Material provided:
+--
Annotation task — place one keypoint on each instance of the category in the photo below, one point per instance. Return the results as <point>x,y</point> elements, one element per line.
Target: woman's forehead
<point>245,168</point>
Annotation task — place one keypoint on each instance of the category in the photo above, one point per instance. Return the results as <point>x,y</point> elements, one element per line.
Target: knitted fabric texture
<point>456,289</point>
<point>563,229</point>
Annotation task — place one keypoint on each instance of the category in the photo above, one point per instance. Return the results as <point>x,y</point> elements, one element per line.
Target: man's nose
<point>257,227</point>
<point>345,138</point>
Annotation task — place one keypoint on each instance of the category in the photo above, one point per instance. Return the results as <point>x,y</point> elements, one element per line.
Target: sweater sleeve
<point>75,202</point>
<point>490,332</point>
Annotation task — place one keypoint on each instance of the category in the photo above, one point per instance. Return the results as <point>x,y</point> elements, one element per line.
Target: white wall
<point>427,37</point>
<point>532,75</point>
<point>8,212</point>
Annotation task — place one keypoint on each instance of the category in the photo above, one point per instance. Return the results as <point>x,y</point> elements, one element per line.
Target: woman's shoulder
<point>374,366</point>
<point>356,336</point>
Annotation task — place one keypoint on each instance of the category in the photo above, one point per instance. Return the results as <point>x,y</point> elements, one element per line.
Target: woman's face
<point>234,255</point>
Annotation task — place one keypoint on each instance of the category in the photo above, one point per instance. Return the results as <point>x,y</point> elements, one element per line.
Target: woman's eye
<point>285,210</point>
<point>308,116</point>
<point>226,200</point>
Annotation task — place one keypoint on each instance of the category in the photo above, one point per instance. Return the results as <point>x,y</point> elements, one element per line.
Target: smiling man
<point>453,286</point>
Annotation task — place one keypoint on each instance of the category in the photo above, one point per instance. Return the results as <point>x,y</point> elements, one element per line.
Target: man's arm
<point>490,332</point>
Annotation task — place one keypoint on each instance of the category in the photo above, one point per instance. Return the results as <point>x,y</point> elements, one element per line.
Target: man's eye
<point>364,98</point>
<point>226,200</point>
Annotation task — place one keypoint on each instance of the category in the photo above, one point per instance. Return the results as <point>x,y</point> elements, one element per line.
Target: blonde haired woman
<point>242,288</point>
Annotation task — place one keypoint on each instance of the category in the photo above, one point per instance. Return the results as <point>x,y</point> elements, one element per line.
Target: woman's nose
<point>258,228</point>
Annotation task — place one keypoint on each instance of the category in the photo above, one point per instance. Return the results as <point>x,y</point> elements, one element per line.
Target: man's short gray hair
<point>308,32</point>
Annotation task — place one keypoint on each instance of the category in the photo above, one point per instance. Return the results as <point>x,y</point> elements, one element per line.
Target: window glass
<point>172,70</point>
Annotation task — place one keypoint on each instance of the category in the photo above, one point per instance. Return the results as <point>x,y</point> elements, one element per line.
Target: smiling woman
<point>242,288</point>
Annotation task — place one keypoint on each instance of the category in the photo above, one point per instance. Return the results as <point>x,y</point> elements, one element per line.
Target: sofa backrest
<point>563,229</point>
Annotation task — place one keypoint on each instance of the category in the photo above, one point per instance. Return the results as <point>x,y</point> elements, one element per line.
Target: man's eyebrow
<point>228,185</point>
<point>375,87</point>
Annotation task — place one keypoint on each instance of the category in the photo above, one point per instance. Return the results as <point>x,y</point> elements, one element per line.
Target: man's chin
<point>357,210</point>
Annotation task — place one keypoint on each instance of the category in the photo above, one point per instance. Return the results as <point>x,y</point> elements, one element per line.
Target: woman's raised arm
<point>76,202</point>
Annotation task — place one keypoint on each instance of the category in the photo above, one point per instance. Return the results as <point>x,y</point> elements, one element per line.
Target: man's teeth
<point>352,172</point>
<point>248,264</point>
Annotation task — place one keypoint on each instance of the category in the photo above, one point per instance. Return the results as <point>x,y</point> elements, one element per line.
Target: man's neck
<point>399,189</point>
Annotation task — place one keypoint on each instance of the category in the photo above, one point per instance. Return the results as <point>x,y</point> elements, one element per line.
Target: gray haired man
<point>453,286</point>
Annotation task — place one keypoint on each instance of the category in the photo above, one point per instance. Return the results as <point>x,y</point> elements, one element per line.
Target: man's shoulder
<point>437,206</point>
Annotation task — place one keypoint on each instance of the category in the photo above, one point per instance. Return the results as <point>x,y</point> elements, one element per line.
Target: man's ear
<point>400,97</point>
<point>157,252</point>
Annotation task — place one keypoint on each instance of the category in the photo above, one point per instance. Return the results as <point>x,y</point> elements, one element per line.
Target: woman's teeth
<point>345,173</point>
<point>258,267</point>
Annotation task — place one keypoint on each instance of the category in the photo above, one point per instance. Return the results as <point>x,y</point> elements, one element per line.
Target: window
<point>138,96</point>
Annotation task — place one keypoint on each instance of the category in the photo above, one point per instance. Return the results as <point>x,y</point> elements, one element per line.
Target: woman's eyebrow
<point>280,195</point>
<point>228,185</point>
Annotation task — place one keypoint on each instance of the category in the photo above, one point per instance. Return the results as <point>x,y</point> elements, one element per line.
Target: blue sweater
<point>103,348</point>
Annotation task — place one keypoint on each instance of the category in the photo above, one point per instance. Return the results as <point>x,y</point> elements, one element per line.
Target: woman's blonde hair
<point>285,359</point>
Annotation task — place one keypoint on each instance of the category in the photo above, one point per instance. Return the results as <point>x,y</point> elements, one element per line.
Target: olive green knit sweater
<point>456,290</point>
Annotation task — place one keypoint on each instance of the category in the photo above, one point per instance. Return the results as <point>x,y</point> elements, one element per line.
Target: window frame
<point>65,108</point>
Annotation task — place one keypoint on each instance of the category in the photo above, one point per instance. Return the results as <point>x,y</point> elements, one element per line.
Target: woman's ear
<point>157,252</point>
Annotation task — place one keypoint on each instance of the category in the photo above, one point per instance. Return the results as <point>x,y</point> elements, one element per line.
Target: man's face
+--
Please transcribe all of the records, keeping every line exactly as it is.

Annotation task — place one keypoint on each instance of the category in the photo below, one point per instance. Return the results as <point>x,y</point> elements, one element per line.
Target: woman's forehead
<point>245,168</point>
Annotation task — place one keypoint on each instance of the category in the photo above, one point per instance. Return the results as <point>x,y</point> elements, one element per line.
Target: knitted fabric texture
<point>456,289</point>
<point>563,229</point>
Annotation task — place one keypoint on each instance of the category in the photo above, one point per instance. Return the results as <point>x,y</point> elements, one element per line.
Target: man's nose
<point>257,227</point>
<point>345,138</point>
Annotation task — place one keypoint on each instance of the category in the photo above, one point per instance. Return the results as <point>x,y</point> elements, one element per line.
Target: sweater sleeve
<point>75,202</point>
<point>490,332</point>
Annotation task — place one keypoint on each instance of the category in the photo above, one point per instance. Return the results as <point>x,y</point> elements, one element per line.
Target: white wall
<point>427,37</point>
<point>532,75</point>
<point>8,212</point>
Annotation task — place one keypoint on each instance of the category in the photo above, one point per instance. Return the results as <point>x,y</point> elements, one element per line.
Target: woman's shoulder
<point>374,366</point>
<point>356,336</point>
Annotation task — place one keypoint on each instance of the category in the photo above, one point per instance. Return the results as <point>x,y</point> elements, one element per line.
Target: woman's face
<point>234,255</point>
Annotation task — place one keypoint on each instance of the category in the photo above, one point per instance. Return the results as <point>x,y</point> elements, one element per line.
Target: woman's eye
<point>285,210</point>
<point>308,116</point>
<point>226,200</point>
Annotation task — place one keypoint on each instance of the category in the photo above, one point per instance. Return the results as <point>x,y</point> elements, one element per line.
Target: smiling man
<point>453,286</point>
Annotation task — place one keypoint on each instance of the category in the photo above, one point per instance. Return the results as <point>x,y</point> elements, one element per line.
Target: man's arm
<point>490,332</point>
Annotation task — place one keypoint on each instance of the category in the photo above, one point per instance. Return the results as <point>x,y</point> elements, one element per line.
Target: man's eye
<point>364,98</point>
<point>226,200</point>
Annotation task — place one keypoint on each instance of the category in the photo above, one point per instance. Return the results as <point>x,y</point> elements, one element per line.
Target: blonde haired woman
<point>242,288</point>
Annotation task — place one keypoint on each instance of the category in the photo above, one point per instance. Return the results as <point>x,y</point> elements, one element per line.
Target: woman's nose
<point>258,228</point>
Annotation task — place one keypoint on each instance of the category in the photo above, one point per instance. Return the results as <point>x,y</point> elements, one element per line.
Target: man's short gray hair
<point>308,32</point>
Annotation task — place one keypoint on each instance of the category in the photo above, one point per instance. Return the results as <point>x,y</point> elements, one element per line.
Target: window glass
<point>172,70</point>
Annotation task — place one keypoint on each instance of the category in the photo above, one point per instance. Return the results as <point>x,y</point> elements, one element per line.
Target: smiling woman
<point>242,288</point>
Annotation task — place one keypoint on each instance of the category in the photo above, one point per instance. Return the results as <point>x,y</point> elements, one element per line.
Target: sofa backrest
<point>563,229</point>
Annotation task — place one keypoint on each instance of the category in the photo above, one point per instance. Return the results as <point>x,y</point> elements, one element per line.
Target: man's eyebrow
<point>228,185</point>
<point>375,87</point>
Annotation task — place one keypoint on each instance of the category in the photo above, one point per instance. Return the results as <point>x,y</point> elements, one element per line.
Target: man's chin
<point>357,210</point>
Annotation task — place one keypoint on each instance of the category in the photo above, one point per instance. Return the results as <point>x,y</point> elements, one element per line.
Target: woman's raised arm
<point>76,202</point>
Annotation task — place one keypoint on each instance of the category in the photo above, one point per instance. Return the results as <point>x,y</point> elements, one element per line.
Target: man's teeth
<point>352,172</point>
<point>248,264</point>
Annotation task — place one keypoint on each instance of the category in the photo above, one point per instance. Return the results as <point>x,y</point> elements, one element per line.
Target: man's neck
<point>399,189</point>
Annotation task — place one keypoint on each instance of the category in the photo above, one point per instance. Return the results as <point>x,y</point> elements, one element per line.
Target: gray haired man
<point>453,286</point>
Annotation task — place one keypoint on each instance of the category in the photo above, one point per instance. Return the results as <point>x,y</point> elements, one element per line.
Target: man's shoulder
<point>437,206</point>
Annotation task — place one keypoint on each instance of the category in the photo above, one point per instance. Return the results as <point>x,y</point> elements, one element per line.
Target: man's ear
<point>400,97</point>
<point>157,252</point>
Annotation task — place one keypoint on each instance of the category in the photo above, one point per instance. Return the results as <point>x,y</point> elements, one element per line.
Target: woman's teeth
<point>345,173</point>
<point>258,267</point>
Annotation task — place one keypoint on each instance of the category in the photo above, one point per instance. Return the results as <point>x,y</point> elements, one element per line.
Target: window
<point>138,96</point>
Annotation task — place one keypoint on each instance of the category in the photo above, one point per instance. Return the results as <point>x,y</point> elements, one element per line.
Target: woman's eyebrow
<point>280,195</point>
<point>228,185</point>
Annotation task — place one keypoint on each instance of the category in the photo above, one point per instance. Return the results as <point>x,y</point> elements, one element per line.
Target: blue sweater
<point>103,348</point>
Annotation task — place one keypoint on each instance of the category in the photo above, one point per instance. Return the results as <point>x,y</point> elements, one element per line.
Target: woman's blonde hair
<point>285,359</point>
Annotation task — place one keypoint on each instance of the category in the photo above, one point per instance. Return the results as <point>x,y</point> elements, one element per line.
Target: olive green knit sweater
<point>456,290</point>
Annotation task — place one keypoint on each instance of the category in the photo above, one point per instance. Return the results as <point>x,y</point> elements, one element per line.
Target: window frame
<point>65,108</point>
Annotation task — place one keypoint on each instance of the category in the photo above, one point per instance. Return the results as <point>x,y</point> elements, one element per line.
Target: woman's ear
<point>157,252</point>
Annotation task — place one keypoint on each instance of the category in the photo above, one point per instance. Return the results as <point>x,y</point> elements, one element per line.
Target: man's face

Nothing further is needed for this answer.